Deine Aufgaben:
a. Fasse den Absatz des Textes über Beobachtung als Forschungsmethode, der mit „Das schließt allerdings nicht aus“ beginnt, als kurze Liste zusammen und behalte dabei seine wesentlichen Aussagen bei.
b. Führe den Text über Beobachtung als Forschungsmethode im Anschluss an seinen letzten Satz weiter.

Vorliegender Text:
****************************************

1. Einsatzzwecke - Beobachtung vs. andere Erhebungsverfahren

„Beobachtung“ als Forschungsmethode meint etwas anderes als der Begriff „Beobachtung“ in der Umgangssprache. Umgangssprachlich ist von „Beobachtung“ überwiegend dann die Rede, wenn visuelle Wahrnehmungen gemeint sind. „Beobachtung“ als Methode beschränkt sich dagegen nicht auf visuelle Wahrnehmungen, hat hier nicht einmal ihren Schwerpunkt (vgl. Simon/Boyer 1974). Eines der bekanntesten Verfahren zur Unterrichtsbeobachtung, das Beobachtungssystem von Flanders (1970), erfasst sogar fast ausschließlich sprachliche Kommunikation. „Beobachtung“ als Forschungsmethode bezeichnet vielmehr solche Verfahren zur Erhebung empirischer Daten, bei denen der Forscher sich während der Erhebung - anders als z.B. bei der Befragung - weitgehend protokollierend rezeptiv verhält, also (soweit vermeidbar) keinen Einfluss auf den Beobachtungsgegenstand nimmt.
Das schließt allerdings nicht aus, dass der Beobachter zu Forschungszwecken erst einmal Bedingungen schafft, unter denen sich etwas beobachten lässt, vielleicht sogar Personen dazu veranlasst, irgendetwas zu tun, um dann zu beobachten, wie sie das konkret tun. Beobachtungsgegenstände können dabei praktisch alle wahrnehmbaren Phänomene sein - von räumlichen Gegebenheiten über Mimik und Gestik bis zu sprachlichen Äußerungen.

****************************************

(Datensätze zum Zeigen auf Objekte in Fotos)

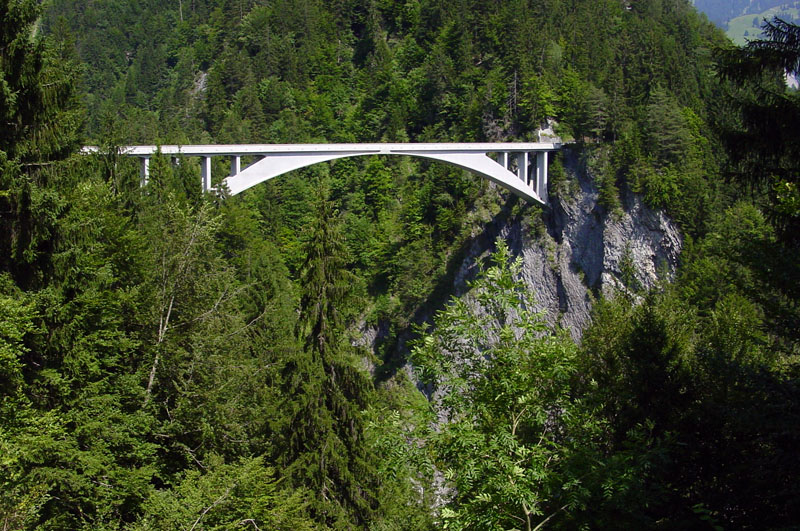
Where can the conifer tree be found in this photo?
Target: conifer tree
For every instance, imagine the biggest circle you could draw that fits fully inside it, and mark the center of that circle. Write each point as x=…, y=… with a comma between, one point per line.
x=39, y=123
x=325, y=392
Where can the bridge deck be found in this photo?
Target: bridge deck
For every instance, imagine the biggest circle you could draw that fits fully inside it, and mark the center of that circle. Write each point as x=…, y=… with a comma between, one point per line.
x=276, y=159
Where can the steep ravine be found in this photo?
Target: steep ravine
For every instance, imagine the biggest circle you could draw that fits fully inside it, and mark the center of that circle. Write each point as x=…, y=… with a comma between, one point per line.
x=584, y=249
x=572, y=252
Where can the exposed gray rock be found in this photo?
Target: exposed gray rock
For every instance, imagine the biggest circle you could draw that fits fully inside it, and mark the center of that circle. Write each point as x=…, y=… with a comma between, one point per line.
x=584, y=250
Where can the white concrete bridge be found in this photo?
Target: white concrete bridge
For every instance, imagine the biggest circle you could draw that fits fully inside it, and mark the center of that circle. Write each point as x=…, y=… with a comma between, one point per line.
x=520, y=167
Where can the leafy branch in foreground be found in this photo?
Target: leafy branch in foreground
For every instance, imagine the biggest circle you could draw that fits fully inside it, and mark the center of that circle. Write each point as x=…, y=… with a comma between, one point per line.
x=513, y=442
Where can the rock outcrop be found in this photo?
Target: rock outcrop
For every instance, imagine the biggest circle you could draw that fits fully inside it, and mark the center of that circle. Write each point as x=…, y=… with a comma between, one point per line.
x=583, y=250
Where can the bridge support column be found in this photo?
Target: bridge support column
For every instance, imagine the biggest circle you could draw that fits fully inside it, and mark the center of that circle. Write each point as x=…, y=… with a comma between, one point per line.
x=502, y=159
x=541, y=175
x=522, y=166
x=144, y=170
x=205, y=171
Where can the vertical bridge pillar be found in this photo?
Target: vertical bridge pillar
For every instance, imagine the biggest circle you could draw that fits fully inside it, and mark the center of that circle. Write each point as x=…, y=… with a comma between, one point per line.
x=541, y=175
x=205, y=170
x=144, y=170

****************************************

Antworten je Aufgabe:
a.
- Trotz der weitgehend rezeptiven Haltung darf der Beobachter zu Forschungszwecken zunächst Bedingungen schaffen, unter denen sich etwas beobachten lässt.
- Er kann sogar Personen dazu veranlassen, etwas zu tun, und dann beobachten, wie sie es konkret tun.
- Gegenstand der Beobachtung können praktisch alle wahrnehmbaren Phänomene sein. Das reicht von räumlichen Gegebenheiten über Mimik und Gestik bis zu sprachlichen Äußerungen.

b.
Die im Vergleich mit der Befragung für die meisten Beobachtungen charakteristische Konzentration auf die Erfassung dessen, was ohnehin geschieht, bestimmt die Stärken und Grenzen dieser Verfahren.
Stärken
Ihre Stärken haben Beobachtungsverfahren dort, wo:
  • andere Verfahren unökonomisch/unnötig kompliziert sind (z.B. Befragung zu Bewegungsabläufen, Exploration eines Untersuchungsfeldes)
  • eine Befragung nicht möglich ist, weil die Untersuchten nichts von den jeweiligen Phänomenen wissen (etwa ihre eigene Mimik) oder eine sprachliche Verständigung mit ihnen nicht möglich ist (z.B. bei Kleinkindern, Angehörigen anderssprachiger Kulturen)
  • durch Einflussnahme des Forschers wichtige Informationen verlorengehen oder verzerrt würden.
Grenzen
Ihre Grenzen haben Beobachtungsverfahren dort, wo:
  • eine Beobachtung die untersuchten Phänomene erheblich verändern würde
  • Befragungen effizienter über die untersuchten Phänomene informieren (z.B. längerdauernde Abläufe)
  • Beobachtungsdaten ohne zusätzliche Informationen über innere Prozesse zu vieldeutig bleiben.
Wie die speziellen Stärken der Beobachtung zur Geltung kommen und mit welchen Problemen andererseits durch Beobachter und Beobachtungsbedingungen zu rechnen ist, hängt allerdings davon ab, wer, was und wie beobachtet wird.
Bei der Anwendung von Beobachtungen sind zwei Hauptzwecke zu unterscheiden:
  • Entwicklung von Forschungsfragen
    In diesem Fall dienen Beobachtungen dazu, das Untersuchungsfeld so weit zu erkunden, dass Hypothesen formulierbar werden. Die präzisierte Untersuchungsfrage ist dann also Ergebnis der Beobachtung.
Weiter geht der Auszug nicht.